# WHAT THE TASK ASKS
Retype all the records below exactly as they are, with no image carried over.

# DATA FOR THE TASK

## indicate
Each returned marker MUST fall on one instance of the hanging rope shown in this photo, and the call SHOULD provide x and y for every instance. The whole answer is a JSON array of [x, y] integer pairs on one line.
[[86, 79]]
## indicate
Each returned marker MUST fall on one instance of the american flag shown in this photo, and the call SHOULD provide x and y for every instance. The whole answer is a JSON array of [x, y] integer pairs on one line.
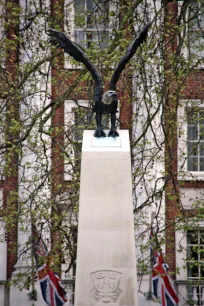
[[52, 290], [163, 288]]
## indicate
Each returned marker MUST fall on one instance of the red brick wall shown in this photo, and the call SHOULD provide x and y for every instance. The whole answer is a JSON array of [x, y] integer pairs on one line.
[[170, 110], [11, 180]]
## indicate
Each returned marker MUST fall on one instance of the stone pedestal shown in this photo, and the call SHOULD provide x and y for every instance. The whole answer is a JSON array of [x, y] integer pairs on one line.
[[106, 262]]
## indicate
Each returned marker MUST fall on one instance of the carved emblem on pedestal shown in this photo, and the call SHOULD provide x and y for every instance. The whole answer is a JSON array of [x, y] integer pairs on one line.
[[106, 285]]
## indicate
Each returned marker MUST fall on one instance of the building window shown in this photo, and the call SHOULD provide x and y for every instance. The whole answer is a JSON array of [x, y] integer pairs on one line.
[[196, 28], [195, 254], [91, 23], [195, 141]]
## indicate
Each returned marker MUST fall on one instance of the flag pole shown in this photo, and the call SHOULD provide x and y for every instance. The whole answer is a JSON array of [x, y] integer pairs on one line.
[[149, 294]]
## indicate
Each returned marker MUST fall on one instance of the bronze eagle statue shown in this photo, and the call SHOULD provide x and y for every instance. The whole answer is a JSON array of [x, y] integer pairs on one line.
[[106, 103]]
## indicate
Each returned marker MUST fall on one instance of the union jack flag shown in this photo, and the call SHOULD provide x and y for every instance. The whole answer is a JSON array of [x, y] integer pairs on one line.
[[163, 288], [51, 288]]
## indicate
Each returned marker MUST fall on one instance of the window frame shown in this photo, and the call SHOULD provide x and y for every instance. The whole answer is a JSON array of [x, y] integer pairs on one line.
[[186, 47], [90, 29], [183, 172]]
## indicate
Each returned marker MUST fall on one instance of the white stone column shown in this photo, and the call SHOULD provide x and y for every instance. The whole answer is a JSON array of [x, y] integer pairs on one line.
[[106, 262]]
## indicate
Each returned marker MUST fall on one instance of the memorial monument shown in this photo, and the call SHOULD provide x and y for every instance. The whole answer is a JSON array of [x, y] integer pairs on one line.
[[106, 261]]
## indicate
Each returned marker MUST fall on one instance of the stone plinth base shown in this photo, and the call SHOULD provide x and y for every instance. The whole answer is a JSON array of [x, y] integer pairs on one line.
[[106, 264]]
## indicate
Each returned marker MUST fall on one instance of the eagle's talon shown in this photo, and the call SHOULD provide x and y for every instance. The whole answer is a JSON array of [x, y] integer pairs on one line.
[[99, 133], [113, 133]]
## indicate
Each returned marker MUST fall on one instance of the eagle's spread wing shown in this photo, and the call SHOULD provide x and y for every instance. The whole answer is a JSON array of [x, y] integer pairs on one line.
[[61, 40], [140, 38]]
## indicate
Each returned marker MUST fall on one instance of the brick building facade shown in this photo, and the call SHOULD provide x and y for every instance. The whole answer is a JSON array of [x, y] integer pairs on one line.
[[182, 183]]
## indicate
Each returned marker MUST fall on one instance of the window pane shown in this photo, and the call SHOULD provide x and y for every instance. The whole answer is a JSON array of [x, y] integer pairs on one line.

# RESULT
## indicate
Each returned marker MUST fall on one instance of the hanging rope shown in this photo, and the call SHOULD provide x and y for every instance. The whole answer is a JSON array of [x, y] integer pairs on one line.
[[86, 79]]
## indicate
Each returned marker MUST fall on one instance of the american flag shown in this photo, and the call SHOULD provide x and y for every instance. The whole answer is a JSON array of [x, y] integer pairs on one line.
[[52, 290], [163, 288]]
## indicate
Each returned marker MUST fall on one instance of the red brick wall shown in this photo, and the call SHOULD provide x and y for every instance. The whole answer is a JSON array of [x, y] integer pairs on one line.
[[170, 110], [11, 180]]
## indicate
Each returned marker MUST fall on one instance of the stone pedestal shown in this photo, and the call SHOULD provide x and y for every instance. The whole answer is a JSON array of [x, y] integer pairs on one line.
[[106, 262]]
## indicate
Each returned marker MUST fall on one instance of the carved emblem on pedestal shown in this photo, and the call SHOULD provide x and y for every instance. The whole answer is a JSON array of [x, y] integer pairs on one line.
[[106, 285]]
## indicate
Each returned marker MUST fall on one instance of the building window shown in this photo, and the call SHOULD provide x and y for every instance. The whole answer is a JSON array of [x, y] integer pairs on one line.
[[196, 28], [195, 254], [91, 23], [195, 141]]
## indicate
Each returned marker MUST fall on one instance of the flag pole shown in this photo, and the call SHOULD provide x and y for every instance. The whole answer is a JSON array of [x, y] integer pairs on one line.
[[149, 294]]
## indicate
Each returned marker MUST fall on one instance of the bronze eagle statue shown in this photo, and the call SHOULD provide x and y for every instance. The whole answer is a JSON array of [x, y] integer pairs on one line.
[[106, 103]]
## indicate
Each returned marker MUST fall on one instance of the union jack flag shown in this photo, and the call SHOULD provide x and y for every instance. The whole answer is a JSON array of [x, y] integer pairs on one line.
[[163, 288], [51, 288]]
## indicate
Each returned marker MUST fall on one instance of the window frame shown in this photo, and the call SHOULD provide x and y for every instance. The whole answer is a JSON array of [x, y] integer pairs on one line.
[[186, 47], [90, 29], [183, 172]]
## indicate
Each returned marker MUST fall on one instance of the white stone column shown in this photo, and the call SHOULD provide x and y for every instance. The whole answer is a JSON array of [x, y] integer pairs on one line.
[[106, 262]]
## indicate
Each returned marker MUST fall on one instance of the memorial monument shown in this photo, and the call SHOULD provide x and y for every instance. The whole answer is a JSON array of [x, y] integer pairs on one line.
[[106, 261]]
## indicate
Each returned marker MUST fall on one instance of the stone plinth base shown in this photo, and the call SHOULD provide x and y for every instance. The whole answer is a JSON array of [x, y] integer pairs on one line.
[[106, 264]]
## indicate
Each returned marker MUST fall on one instance of the eagle's talon shown in this photo, and the call SHOULD provide x and y for every instance. The whole answer is a JSON array of [x, y] integer pairs on one line.
[[99, 133], [113, 133]]
## indicate
Each returned marker MUST fall on one instance of the eagle's spread wing shown in this photo, and the call SHOULD provide x and y for every instance. The whole answer is a JSON array of [x, y] integer pairs on one line.
[[61, 40], [140, 38]]
## indicate
Each returned marker MUST fall on one instance of the brick building facade shown in this photo, and the call SHOULD provide x and y for every instance. The whole answer is a JSON array of [x, y] integer pairs on one line.
[[182, 183]]
## indicate
Each returned marker MUST fall on one instance of the window pane shown in this photo, and the call SHOULD provide x and y for every instance. The whole answer is a JSON array of [x, y] integer pairs on one line.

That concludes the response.